━━━ SOURCE INFORMATION ━━━

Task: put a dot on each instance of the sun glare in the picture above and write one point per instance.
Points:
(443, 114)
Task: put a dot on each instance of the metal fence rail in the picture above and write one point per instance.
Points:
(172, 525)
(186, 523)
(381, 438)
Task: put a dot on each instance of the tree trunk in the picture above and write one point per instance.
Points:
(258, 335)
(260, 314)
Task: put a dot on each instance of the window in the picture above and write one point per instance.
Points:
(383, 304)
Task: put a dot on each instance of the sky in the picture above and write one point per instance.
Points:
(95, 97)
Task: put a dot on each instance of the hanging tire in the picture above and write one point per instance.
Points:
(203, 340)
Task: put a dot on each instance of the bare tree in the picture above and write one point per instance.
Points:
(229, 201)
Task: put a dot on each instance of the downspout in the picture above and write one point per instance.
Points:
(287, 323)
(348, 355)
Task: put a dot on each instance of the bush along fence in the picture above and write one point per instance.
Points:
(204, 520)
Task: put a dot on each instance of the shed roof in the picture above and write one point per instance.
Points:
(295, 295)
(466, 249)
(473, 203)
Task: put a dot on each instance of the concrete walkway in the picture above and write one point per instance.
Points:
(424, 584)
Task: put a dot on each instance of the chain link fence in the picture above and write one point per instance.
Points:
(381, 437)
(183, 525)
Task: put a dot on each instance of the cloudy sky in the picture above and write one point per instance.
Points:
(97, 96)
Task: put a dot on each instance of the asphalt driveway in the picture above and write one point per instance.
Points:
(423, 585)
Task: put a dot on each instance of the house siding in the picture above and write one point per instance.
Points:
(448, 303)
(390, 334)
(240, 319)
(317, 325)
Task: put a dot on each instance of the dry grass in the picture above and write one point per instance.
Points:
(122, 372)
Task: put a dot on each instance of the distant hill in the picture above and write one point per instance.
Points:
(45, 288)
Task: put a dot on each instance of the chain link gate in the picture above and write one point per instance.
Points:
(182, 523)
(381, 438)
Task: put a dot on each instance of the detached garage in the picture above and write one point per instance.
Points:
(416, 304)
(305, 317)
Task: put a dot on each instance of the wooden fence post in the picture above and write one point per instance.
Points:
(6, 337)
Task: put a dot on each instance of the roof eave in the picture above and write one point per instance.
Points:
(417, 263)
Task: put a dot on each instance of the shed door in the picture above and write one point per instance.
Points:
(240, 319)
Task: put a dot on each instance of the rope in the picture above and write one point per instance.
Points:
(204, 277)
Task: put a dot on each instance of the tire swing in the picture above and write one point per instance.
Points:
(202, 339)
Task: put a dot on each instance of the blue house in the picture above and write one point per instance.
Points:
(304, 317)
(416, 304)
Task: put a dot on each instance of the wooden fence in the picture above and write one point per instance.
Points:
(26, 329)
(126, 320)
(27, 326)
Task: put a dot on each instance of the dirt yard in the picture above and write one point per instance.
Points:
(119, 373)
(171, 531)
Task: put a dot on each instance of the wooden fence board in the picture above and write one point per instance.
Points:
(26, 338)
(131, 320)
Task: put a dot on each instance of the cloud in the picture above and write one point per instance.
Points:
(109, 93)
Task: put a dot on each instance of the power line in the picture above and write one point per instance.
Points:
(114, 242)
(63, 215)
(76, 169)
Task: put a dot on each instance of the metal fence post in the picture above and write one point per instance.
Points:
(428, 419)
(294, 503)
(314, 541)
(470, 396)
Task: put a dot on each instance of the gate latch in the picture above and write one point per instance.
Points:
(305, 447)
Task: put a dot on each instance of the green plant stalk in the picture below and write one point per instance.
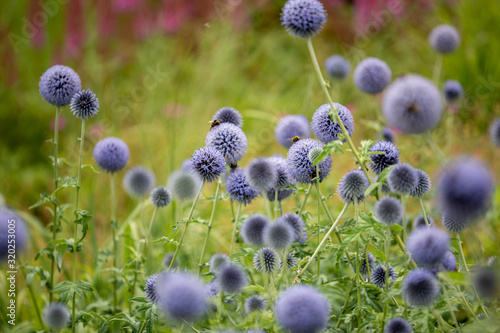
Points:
(210, 223)
(330, 101)
(75, 234)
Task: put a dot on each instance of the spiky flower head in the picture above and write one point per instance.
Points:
(387, 155)
(337, 66)
(138, 181)
(388, 210)
(84, 104)
(228, 115)
(56, 316)
(111, 154)
(208, 163)
(444, 39)
(325, 125)
(302, 309)
(352, 186)
(289, 127)
(299, 166)
(230, 140)
(372, 75)
(420, 287)
(255, 303)
(452, 91)
(266, 260)
(303, 18)
(58, 85)
(253, 229)
(412, 104)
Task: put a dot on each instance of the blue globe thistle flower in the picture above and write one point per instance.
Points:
(183, 184)
(56, 316)
(289, 127)
(326, 127)
(111, 154)
(388, 210)
(279, 235)
(266, 260)
(423, 185)
(452, 90)
(253, 229)
(303, 18)
(465, 188)
(228, 115)
(299, 166)
(254, 303)
(389, 155)
(58, 84)
(403, 178)
(372, 75)
(337, 66)
(302, 309)
(208, 163)
(230, 140)
(444, 39)
(231, 279)
(182, 296)
(420, 287)
(138, 181)
(352, 186)
(412, 104)
(84, 104)
(398, 325)
(428, 246)
(160, 196)
(378, 275)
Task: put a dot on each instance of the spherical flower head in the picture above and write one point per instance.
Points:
(231, 279)
(386, 155)
(58, 85)
(111, 154)
(182, 296)
(228, 115)
(253, 229)
(261, 174)
(230, 140)
(289, 127)
(403, 178)
(378, 275)
(444, 39)
(337, 66)
(420, 287)
(254, 303)
(138, 181)
(300, 167)
(303, 18)
(412, 104)
(465, 189)
(352, 186)
(279, 235)
(208, 163)
(398, 325)
(452, 90)
(325, 125)
(302, 309)
(239, 189)
(266, 260)
(84, 104)
(388, 210)
(372, 75)
(428, 246)
(56, 316)
(423, 185)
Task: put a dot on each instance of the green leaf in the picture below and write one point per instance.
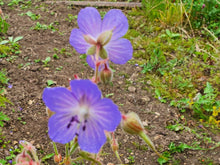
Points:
(208, 88)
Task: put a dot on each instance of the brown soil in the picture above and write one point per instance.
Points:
(128, 92)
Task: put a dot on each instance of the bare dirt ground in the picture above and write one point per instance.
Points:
(28, 119)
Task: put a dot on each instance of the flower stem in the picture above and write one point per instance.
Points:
(67, 150)
(96, 60)
(73, 147)
(55, 148)
(150, 143)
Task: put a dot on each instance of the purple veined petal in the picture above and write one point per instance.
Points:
(91, 137)
(116, 20)
(89, 21)
(61, 129)
(78, 42)
(59, 99)
(90, 59)
(119, 51)
(86, 89)
(106, 113)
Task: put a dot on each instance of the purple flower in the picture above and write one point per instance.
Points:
(10, 85)
(105, 34)
(80, 112)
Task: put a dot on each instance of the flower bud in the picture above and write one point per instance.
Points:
(49, 112)
(57, 158)
(114, 145)
(67, 161)
(106, 75)
(89, 39)
(131, 123)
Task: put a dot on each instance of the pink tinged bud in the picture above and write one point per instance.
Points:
(106, 75)
(91, 50)
(67, 161)
(57, 158)
(104, 38)
(131, 123)
(89, 39)
(49, 112)
(114, 145)
(103, 53)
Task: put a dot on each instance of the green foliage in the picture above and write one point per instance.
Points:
(204, 12)
(46, 61)
(172, 149)
(22, 3)
(3, 118)
(202, 105)
(3, 26)
(50, 82)
(10, 45)
(3, 78)
(71, 17)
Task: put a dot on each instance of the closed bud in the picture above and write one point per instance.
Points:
(89, 39)
(106, 75)
(131, 123)
(114, 145)
(105, 37)
(67, 161)
(49, 112)
(57, 158)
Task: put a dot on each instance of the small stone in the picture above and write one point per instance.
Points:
(131, 89)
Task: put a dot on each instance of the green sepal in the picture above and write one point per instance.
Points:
(103, 53)
(91, 50)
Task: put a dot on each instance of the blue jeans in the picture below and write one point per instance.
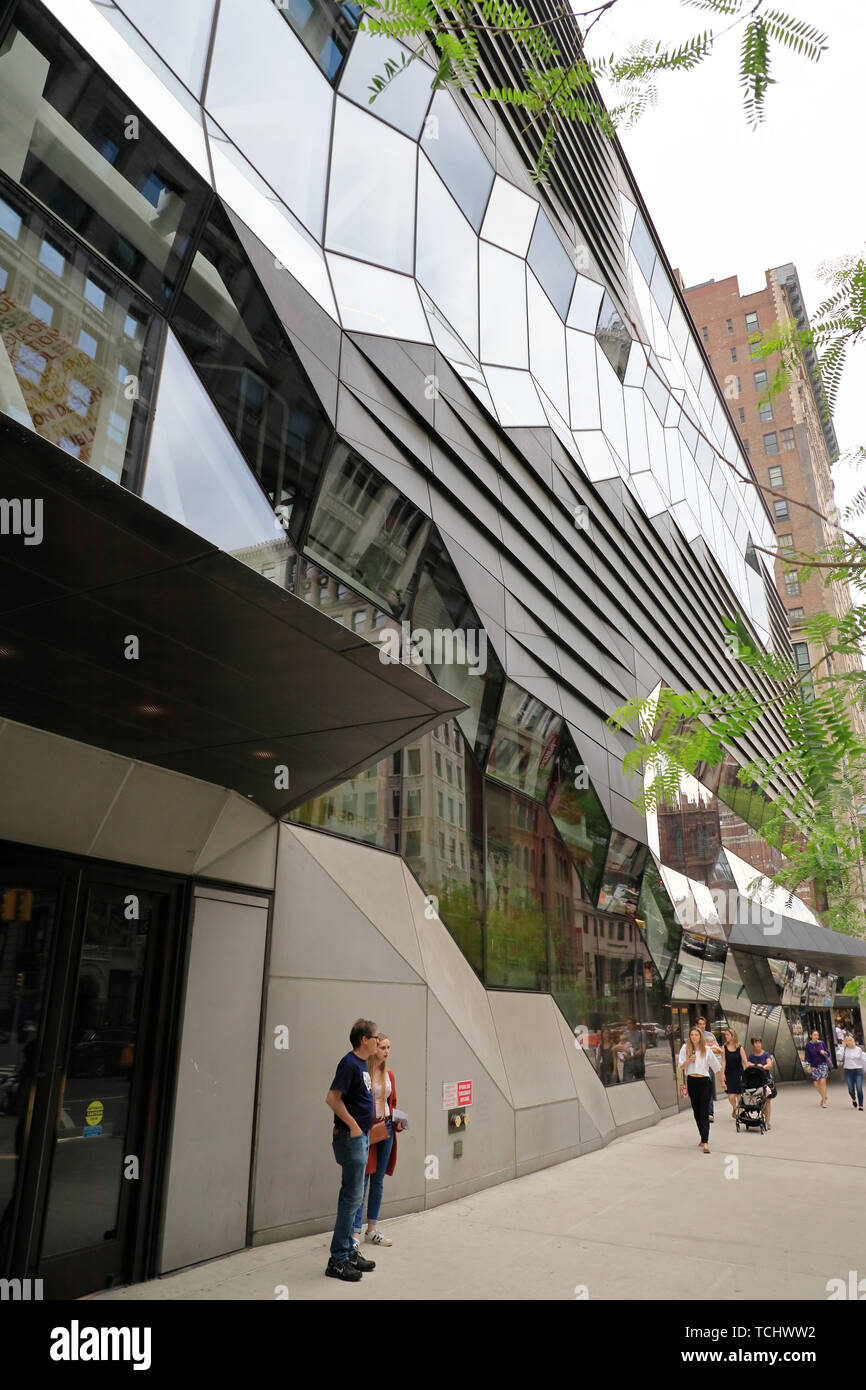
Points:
(352, 1157)
(382, 1154)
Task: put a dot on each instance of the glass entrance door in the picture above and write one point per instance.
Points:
(88, 1026)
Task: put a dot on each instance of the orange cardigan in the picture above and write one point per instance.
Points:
(392, 1161)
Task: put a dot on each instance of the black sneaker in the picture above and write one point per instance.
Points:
(345, 1271)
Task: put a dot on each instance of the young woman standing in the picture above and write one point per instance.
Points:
(382, 1154)
(733, 1062)
(818, 1065)
(699, 1066)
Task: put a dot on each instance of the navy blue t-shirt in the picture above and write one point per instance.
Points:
(352, 1080)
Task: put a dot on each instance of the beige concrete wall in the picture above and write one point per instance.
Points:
(352, 937)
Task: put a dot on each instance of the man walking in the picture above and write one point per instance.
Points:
(350, 1098)
(711, 1043)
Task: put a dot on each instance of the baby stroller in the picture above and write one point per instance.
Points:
(749, 1111)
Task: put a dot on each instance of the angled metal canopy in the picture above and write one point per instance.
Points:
(231, 679)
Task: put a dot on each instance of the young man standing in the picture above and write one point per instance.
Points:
(350, 1098)
(711, 1043)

━━━

__WORK TASK__. Lines from the one that contains "Task: put a dot on each instance of the angled" through the final line of the entries must be duplicated exactly, and no other lines.

__SOLVED EXERCISE__.
Task: put a dot on each instance of the angled metal canopy in the picture above and write one point per instance.
Points:
(231, 679)
Task: put a dot on each instance of the young man standing in the picture above and write one point per instance.
Points:
(350, 1098)
(711, 1043)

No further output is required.